_Exercise details_
How many lines of the items that follow contain the string "below", with uppercase and lowercase treated as different? Reply with the number only.

_Records for the exercise_
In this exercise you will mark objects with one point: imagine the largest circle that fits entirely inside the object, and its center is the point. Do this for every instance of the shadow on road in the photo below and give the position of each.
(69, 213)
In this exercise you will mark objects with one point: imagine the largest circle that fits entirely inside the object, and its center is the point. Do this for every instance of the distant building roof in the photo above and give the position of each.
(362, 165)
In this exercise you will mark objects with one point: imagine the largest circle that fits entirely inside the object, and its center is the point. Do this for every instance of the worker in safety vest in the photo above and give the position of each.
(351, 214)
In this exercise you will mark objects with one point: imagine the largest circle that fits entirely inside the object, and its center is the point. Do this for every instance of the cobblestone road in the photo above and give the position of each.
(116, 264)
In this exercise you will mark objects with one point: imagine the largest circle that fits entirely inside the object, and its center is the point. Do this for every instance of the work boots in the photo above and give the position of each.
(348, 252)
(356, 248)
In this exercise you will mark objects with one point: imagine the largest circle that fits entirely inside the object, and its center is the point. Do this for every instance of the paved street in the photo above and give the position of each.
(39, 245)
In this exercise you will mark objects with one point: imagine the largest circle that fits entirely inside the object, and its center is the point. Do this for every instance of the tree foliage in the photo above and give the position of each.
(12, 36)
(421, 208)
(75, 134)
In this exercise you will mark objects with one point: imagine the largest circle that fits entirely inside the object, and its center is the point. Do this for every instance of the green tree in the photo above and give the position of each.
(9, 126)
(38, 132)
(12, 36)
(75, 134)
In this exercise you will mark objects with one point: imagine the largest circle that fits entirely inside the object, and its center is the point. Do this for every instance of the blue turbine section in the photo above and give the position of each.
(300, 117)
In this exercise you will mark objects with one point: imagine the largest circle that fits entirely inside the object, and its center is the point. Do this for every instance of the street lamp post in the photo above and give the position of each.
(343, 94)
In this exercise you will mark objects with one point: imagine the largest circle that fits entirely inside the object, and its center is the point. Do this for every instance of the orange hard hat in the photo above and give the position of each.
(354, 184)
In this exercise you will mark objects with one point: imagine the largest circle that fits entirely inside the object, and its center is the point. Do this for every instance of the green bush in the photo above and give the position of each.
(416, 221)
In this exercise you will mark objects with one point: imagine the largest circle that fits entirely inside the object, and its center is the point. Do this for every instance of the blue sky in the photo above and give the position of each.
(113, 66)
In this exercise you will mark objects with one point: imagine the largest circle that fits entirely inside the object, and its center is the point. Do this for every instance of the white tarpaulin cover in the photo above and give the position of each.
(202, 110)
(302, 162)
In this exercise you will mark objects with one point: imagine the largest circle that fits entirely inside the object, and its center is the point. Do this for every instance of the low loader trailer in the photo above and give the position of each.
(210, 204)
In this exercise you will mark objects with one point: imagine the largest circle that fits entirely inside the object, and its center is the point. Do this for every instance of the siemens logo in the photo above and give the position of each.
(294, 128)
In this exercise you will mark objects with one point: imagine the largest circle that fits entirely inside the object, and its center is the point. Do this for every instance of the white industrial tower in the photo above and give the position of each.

...

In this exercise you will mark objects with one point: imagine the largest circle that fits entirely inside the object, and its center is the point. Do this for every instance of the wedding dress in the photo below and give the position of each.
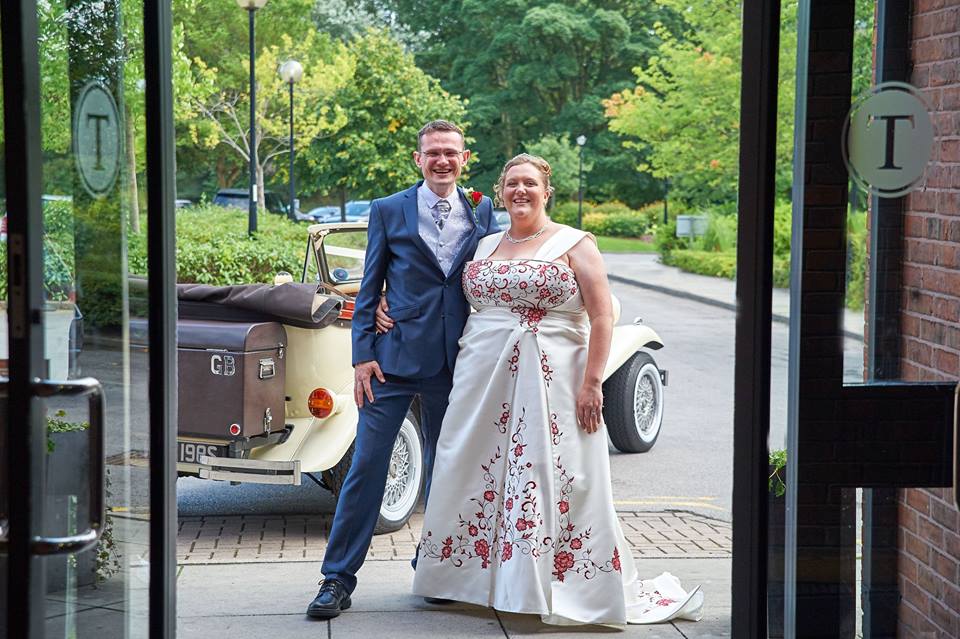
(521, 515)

_Response_
2